Page excerpt -
## Start

Similarly, a suitable examination of the cepstrum from analyzer 12 is performed to develop an estimate of the spectral envelope of the applied signal. Although a variety of techniques for deriving such an envelope signal are known in the art, one suitable arrangement is described hereinafter in the discussion of the arrangement of FIG. 2.

Peaks in the spectral envelope are identified in peak picker network 16. Suitable peak picking networks have been described variously in the art. Peaks of the spectral envelope are delivered by way of gate 17 either to unvoiced spectrum coder 18 or to voiced spectrum coder 19. The choice is dependent upon whether the input speech signal is voiced or unvoiced. Accordingly, gate 17 is actuated by the voiced-unvoiced signal character of the pitch period signal developed by detector 14. If the input signal is voiced, values of .tau. which appear as a "1" signal at the input of gate 17, open the gate so that peaks of the spectrum envelope are supplied to coder 19. If the input signal is unvoiced, a "0" pitch signal (absence of .tau.) is applied to the gate, it is switched to its other state, and peak signals are supplied to coder 18.

Unvoiced spectrum coder 18 and voiced spectrum coder 19 serve to analyze the peaks in the applied signal, to ascertain if they represent formants of the applied signal, to order those selected as formants, and to develop output control signals for use in synthesizing the applied wave. Two control signals, F.sub.P and F.sub.Z, are developed by coder 18, indicating for unvoiced speech the location of a single resonance and antiresonance in the speech signal, and three control signals, F.sub.1, F.sub.2 and F.sub.3, are produced by coder 19, representative of the location of the first three formants of the applied signal. Coder 19, in addition to operating on the peaks of the spectrum envelope, also is supplied with cepstrum signals from analyzer 12.

## End

Source material -
## Start

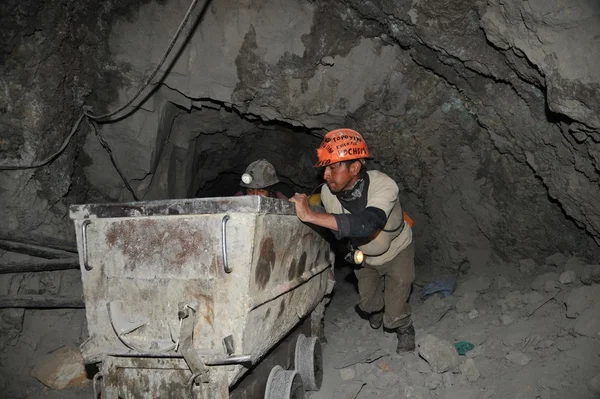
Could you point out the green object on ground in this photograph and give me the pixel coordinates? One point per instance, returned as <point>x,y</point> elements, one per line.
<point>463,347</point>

## End

Exercise requirements -
(a) Duplicate the part of the speech-analysis passage that begins at "Unvoiced spectrum coder 18 and" and stops after "from analyzer 12.".
(b) Pick up the speech-analysis passage after its final sentence and continue it.

The responses -
(a)
Unvoiced spectrum coder 18 and voiced spectrum coder 19 serve to analyze the peaks in the applied signal, to ascertain if they represent formants of the applied signal, to order those selected as formants, and to develop output control signals for use in synthesizing the applied wave. Two control signals, F.sub.P and F.sub.Z, are developed by coder 18, indicating for unvoiced speech the location of a single resonance and antiresonance in the speech signal, and three control signals, F.sub.1, F.sub.2 and F.sub.3, are produced by coder 19, representative of the location of the first three formants of the applied signal. Coder 19, in addition to operating on the peaks of the spectrum envelope, also is supplied with cepstrum signals from analyzer 12.

(b)
Control signals A.sub.V and A.sub.N, representative of the level of buzz and hiss signals to be used in synthesis, are developed in control network 20 from the first spectrum signal produced by cepstrum analyzer 12. Apparatus for developing such level control signals are well known in the vocoder art; any form of buzz-hiss level analyzer may be employed.

Signals P, F.sub.P, F.sub.Z, F.sub.1, F.sub.2, F.sub.3 and A.sub.V and A.sub.N constitute all of the controls necessary for characterizing applied speech, both when voiced and unvoiced. These signals together require considerably less transmission bandwidth than would analog transmission of the applied speech signal Accordingly, they may be delivered to multiplex unit 21, of any desired construction, wherein the group of control signals is prepared for transmission to a receiver station. At the receiver station distributor unit 22, again of any desired construction, recovers the transmitted signals and makes them available for synthesis.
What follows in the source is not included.